• TEXT TO READ:
########
I feel like this little trip has changed my life in some way, although I have yet to put my finger on just how.
I met a lot of really nice people at the shows. Many dedicated Springsteen fans refer to themselves as the "E Street Nation" and, cheesey as it may be, there is something to that. There is a real community feeling, a pool of shared imagery and shared experiences. There is, often, a sense of the need to take care of one another; there are always charity efforts going on (in KC a group of fans put together a raffle and raised $1100 for a local food bank, an effort which garnered onstage thanks from Bruce himself), and many fans take care to watch out for one another on the general-admission floor -- you get out there a couple hours before the show starts, and if you've come alone, it's pretty easy to get someone to hold your spot for you while you dash to the restroom or get a drink of water. One of the people I met emailed me to make sure I'd made it home safely.
There are a lot of things I want to write about, after this trip. It's going to take me a few days to wrap my mind around it all. It was about the music (and oh, how I need to remember that music is what saves my soul, over and over again) but it was about much more than that.
########
• DATA ENTRIES:

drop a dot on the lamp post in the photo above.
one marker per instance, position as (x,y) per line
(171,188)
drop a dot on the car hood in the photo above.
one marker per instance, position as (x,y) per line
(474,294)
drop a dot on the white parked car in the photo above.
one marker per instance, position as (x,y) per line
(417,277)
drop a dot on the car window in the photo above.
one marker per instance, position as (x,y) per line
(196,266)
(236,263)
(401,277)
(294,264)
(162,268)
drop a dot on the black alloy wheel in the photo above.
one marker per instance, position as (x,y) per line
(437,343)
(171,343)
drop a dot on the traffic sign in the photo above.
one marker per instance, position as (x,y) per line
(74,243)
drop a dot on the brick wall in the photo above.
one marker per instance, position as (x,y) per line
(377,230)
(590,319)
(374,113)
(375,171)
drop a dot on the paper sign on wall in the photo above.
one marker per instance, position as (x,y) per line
########
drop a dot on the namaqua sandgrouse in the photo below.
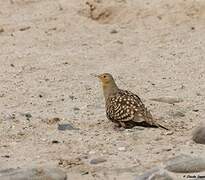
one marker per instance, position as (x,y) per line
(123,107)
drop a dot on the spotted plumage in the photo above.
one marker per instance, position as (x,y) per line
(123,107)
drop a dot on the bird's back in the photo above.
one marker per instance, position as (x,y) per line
########
• EXERCISE REQUIREMENTS: Substitute "homeless shelter" for "food bank" in the passage about the Springsteen shows, and write out everything from "I met a lot" down to "it home safely." with that change. The records have no connection to the passage about the Springsteen shows.

• ANSWER IN FULL:
I met a lot of really nice people at the shows. Many dedicated Springsteen fans refer to themselves as the "E Street Nation" and, cheesey as it may be, there is something to that. There is a real community feeling, a pool of shared imagery and shared experiences. There is, often, a sense of the need to take care of one another; there are always charity efforts going on (in KC a group of fans put together a raffle and raised $1100 for a local homeless shelter, an effort which garnered onstage thanks from Bruce himself), and many fans take care to watch out for one another on the general-admission floor -- you get out there a couple hours before the show starts, and if you've come alone, it's pretty easy to get someone to hold your spot for you while you dash to the restroom or get a drink of water. One of the people I met emailed me to make sure I'd made it home safely.